— start of Selection —

Subrings and Ring Extensions
Subrings and Ring Extensions
Definition: Let $(R, +, \cdot)$ be a ring and let $S \subseteq R$. Then $(S, +, \cdot)$ is said to be a Subring of $R$ is $S$ is a ring with respect to the $+$ and $\cdot$ defined on $R$ and $(R, +, \cdot)$ is said to be a Ring Extension of $(S, +, \cdot)$. |
Recall that the set of real numbers with respect to standard addition $+$ and standard multiplication $\cdot$ formed a ring $(\mathbb{R}, +, \cdot)$. Furthermore, we noted that the set of complex number with respect to the same standard addition and standard multiplication formed a ring $(\mathbb{C}, +, \cdot)$. We know that $\mathbb{R} \subset \mathbb{C}$ since every real number is a complex number of the form $a + 0i$ where $a \in \mathbb{R}$. Therefore, $(\mathbb{R}, +, \cdot)$ is a subring of $(\mathbb{C}, +, \cdot)$.
The following proposition gives us criterion for when a subset of a ring is a subring.
Proposition 1: Let $(R, +, \cdot)$ be a ring and let $S \subseteq R$. Then $(S, +, \cdot)$ is a subring of $(R, +, \cdot)$ if: 1. $S$ is closed under $+$. 2. For every element $a \in S$ we have that $-a \in S$. 3. $S$ is closed under $\cdot$. 4. $1 \in S$. |
- Proof: Let $(R, +, \cdot)$ be a ring and let $S \subseteq R$. To show that $(S, +, \cdot)$ is a subring of $(R, +, \cdot)$ we only need to verify the remaining ring axioms.
- Let $a, b, c \in S$. We must have that associativity holds for $+$ on elements in $S$. If we had that $a + (b + c) \neq (a + b) + c$ then this inequality would hold in $R$ as well, implying that $+$ is not associative on $R$, so $R$ would not be a ring which is a contradiction.

— end of Selection —
— start of Supplied data —

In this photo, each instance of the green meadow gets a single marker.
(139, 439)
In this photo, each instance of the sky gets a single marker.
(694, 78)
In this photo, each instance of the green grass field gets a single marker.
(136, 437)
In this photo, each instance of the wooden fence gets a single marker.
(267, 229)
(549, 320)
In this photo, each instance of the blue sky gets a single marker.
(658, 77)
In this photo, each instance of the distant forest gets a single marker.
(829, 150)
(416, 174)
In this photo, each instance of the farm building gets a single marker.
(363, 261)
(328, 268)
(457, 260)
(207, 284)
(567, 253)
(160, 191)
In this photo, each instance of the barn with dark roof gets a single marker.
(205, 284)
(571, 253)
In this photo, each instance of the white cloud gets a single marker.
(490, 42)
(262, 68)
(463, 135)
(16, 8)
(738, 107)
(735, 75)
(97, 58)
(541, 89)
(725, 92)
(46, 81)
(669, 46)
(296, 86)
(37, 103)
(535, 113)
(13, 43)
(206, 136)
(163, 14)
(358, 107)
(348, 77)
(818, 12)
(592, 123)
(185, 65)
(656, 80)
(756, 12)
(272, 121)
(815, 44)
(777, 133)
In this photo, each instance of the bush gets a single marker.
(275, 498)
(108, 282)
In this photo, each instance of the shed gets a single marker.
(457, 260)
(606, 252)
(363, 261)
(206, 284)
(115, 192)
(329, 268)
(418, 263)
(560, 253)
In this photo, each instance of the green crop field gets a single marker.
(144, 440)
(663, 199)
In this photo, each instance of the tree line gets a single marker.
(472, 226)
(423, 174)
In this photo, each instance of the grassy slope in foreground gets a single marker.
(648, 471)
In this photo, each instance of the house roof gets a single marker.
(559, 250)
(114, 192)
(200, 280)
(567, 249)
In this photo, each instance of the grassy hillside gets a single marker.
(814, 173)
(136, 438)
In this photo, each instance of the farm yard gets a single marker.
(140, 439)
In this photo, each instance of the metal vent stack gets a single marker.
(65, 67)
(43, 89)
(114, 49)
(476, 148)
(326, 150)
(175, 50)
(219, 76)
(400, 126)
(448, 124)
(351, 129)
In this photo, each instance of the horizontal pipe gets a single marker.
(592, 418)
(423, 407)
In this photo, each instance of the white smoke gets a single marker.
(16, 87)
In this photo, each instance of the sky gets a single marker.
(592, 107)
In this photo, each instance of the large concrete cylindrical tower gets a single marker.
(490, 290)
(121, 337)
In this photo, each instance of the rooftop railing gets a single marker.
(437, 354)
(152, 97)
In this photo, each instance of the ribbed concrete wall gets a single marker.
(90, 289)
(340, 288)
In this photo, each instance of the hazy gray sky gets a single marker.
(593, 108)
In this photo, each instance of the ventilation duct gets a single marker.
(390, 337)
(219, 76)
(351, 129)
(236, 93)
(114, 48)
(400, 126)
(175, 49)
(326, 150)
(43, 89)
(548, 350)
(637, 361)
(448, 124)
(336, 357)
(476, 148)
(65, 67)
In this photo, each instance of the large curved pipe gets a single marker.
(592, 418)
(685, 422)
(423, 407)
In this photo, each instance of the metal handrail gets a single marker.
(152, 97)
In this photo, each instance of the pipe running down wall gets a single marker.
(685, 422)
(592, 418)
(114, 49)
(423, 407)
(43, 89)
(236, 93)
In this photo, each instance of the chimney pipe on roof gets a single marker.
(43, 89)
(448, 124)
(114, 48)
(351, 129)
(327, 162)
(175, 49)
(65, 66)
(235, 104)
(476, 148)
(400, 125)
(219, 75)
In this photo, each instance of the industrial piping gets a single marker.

— end of Supplied data —

== Actions to take ==
**a)** List the four conditions that Proposition 1 of the subrings page requires of $S$.
**b)** In the definition on the subrings page, what is $(R, +, \cdot)$ called when $(S, +, \cdot)$ is a subring of it?
**c)** Continue the proof on the subrings page from its last sentence.

== Answers for the exercise ==
**a)**
1. $S$ is closed under $+$.
2. For every element $a \in S$, $-a \in S$.
3. $S$ is closed under $\cdot$.
4. $1 \in S$.

**b)** A Ring Extension of $(S, +, \cdot)$.

**c)**
- Furthermore, the identity $0$ for $+$ must be contained in $S$ because for all $a \in S$ we have that $-a \in S$ and since $S$ is closed under addition that means that $(a + (-a)) = 0 \in S$.
- We must also have the commutativity holds for $+$ on elements in $S$. If we had that $a + b \neq b + c$ then this inequality would hold in $R$ as well, implying that $+$ is not commutative on $R$, so $R$ would not be a ring which is a contradiction.
- Furthermore, associativity holds for $\cdot$ on elements in $S$ because if we have that $a \cdot b \neq b \cdot a$ then this inequality would hold in $R$ as well, implying that $\cdot$ is not associative on $R$, so $R$ would not be a ring which is a contradiction.
- We are given that $1 \in S$, so $S$ contains the multiplicative identity.
- Lastly, we must have that distributivity holds for the same reasons as associativity holds for $+$ and $\cdot$ and commutativity holds for $+$ since $a \cdot (b + c) \neq (a \cdot b) + (a \cdot c)$ would imply this inequality exists for elements in $R$ contradicting the fact that $R$ is a ring.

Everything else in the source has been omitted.